▶ [Estratto selezionato]:

Mah.....io mi tengo osimen


----------



## Swaitak (26 Agosto 2022)

Andris ha scritto:


> *Incredibile notizia divulgata stamane da Tuttosport
> 
> Per avere Osimhen il Manchester United sarebbe pronto a dare 100 milioni più il prestito di Ronaldo con ingaggio in gran parte pagato*


a queste condizioni pure Leao potrebbero acquistare


----------



## Clarenzio (26 Agosto 2022)

Andris ha scritto:


> *Incredibile notizia divulgata stamane da Tuttosport
> 
> Per avere Osimhen il Manchester United sarebbe pronto a dare 100 milioni più il prestito di Ronaldo con ingaggio in gran parte pagato*


CR7 con stipendio pagato per 2 anni in cambio di Leao + 50 milioni lo farei subito


----------



## Andris (26 Agosto 2022)

il 25% dello stipendio da pagare per il Napoli sarebbe circa 6 milioni che prendeva Koulibaly
diciamo che avendo ridotto il monte ingaggi questa stagione lo potrebbe pure fare.

▶ [Esercizi proposti]:
A: Nella discussione sul possibile trasferimento di Osimhen, quale quotidiano ha diffuso la notizia dell'offerta del Manchester United?
B: Prosegui la discussione del forum su Osimhen e Ronaldo a partire dall'ultimo messaggio riportato.

Etichette dei punti degli oggetti:
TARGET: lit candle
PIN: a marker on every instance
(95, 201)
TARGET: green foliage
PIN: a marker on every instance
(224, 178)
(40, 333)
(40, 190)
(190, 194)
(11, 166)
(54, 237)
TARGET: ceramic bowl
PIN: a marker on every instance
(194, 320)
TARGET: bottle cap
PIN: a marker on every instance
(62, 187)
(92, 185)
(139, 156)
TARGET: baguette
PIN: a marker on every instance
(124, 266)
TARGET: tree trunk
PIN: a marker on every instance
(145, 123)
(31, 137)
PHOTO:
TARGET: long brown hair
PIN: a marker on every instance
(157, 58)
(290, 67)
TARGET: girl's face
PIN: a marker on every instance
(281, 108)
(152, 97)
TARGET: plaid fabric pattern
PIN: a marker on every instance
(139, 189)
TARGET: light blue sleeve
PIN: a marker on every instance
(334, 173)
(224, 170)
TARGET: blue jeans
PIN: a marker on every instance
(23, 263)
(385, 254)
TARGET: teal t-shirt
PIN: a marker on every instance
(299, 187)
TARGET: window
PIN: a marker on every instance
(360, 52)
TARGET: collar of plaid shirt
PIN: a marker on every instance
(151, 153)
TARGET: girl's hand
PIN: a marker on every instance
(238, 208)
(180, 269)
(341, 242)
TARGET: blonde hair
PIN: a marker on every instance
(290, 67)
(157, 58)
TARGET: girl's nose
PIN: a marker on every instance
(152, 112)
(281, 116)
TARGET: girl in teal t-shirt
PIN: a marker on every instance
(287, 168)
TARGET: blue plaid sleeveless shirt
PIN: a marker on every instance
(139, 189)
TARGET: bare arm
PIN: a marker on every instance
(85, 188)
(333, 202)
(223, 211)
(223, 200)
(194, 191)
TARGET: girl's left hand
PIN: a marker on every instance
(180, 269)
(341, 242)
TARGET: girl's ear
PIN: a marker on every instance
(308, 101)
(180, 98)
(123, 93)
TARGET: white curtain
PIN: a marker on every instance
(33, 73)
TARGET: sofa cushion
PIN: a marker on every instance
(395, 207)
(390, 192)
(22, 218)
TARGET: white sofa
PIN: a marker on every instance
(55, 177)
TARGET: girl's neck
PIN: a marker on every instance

▶ [Risultati degli esercizi]:
A: Tuttosport.

B:
per Osimhen tuttavia non ci sarebbe una grande plusvalenza da 70 milioni pagati a 100 milioni presi, considerato che sia davvero uno dei più forti in Europa

per il calo dei suoi film magari ci fa un pensierino De Laurentis...Natale a Madeira
auguri però per i soliti diritti di immagine su CR7


----------



## Giofa (26 Agosto 2022)

Clarenzio ha scritto:


> CR7 con stipendio pagato per 2 anni in cambio di Leao + 50 milioni lo farei subito


Io mai nella vita. CR7 è quanto di meno uomo squadra ci sia. Forte, ma non è più quello di qualche anno fa


----------



## livestrong (26 Agosto 2022)

Giofa ha scritto:


> Io mai nella vita. CR7 è quanto di meno uomo squadra ci sia. Forte, ma non è più quello di qualche anno fa


In Italia sfiorerebbe ancora quota 25/30 gol imho... Per una squadra come la nostra sarebbe oro colato, per il Napoli non parliamone. Fortunatamente è fantascienza


----------



## EmmePi (26 Agosto 2022)

Clarenzio ha scritto:


> CR7 con stipendio pagato per 2 anni in cambio di Leao + 50 milioni lo farei subito


+ cartellino di Ziyech + prestito gratuito (con diritto) per Chalobah........
allora sarebbe OK.


----------



## Clarenzio (26 Agosto 2022)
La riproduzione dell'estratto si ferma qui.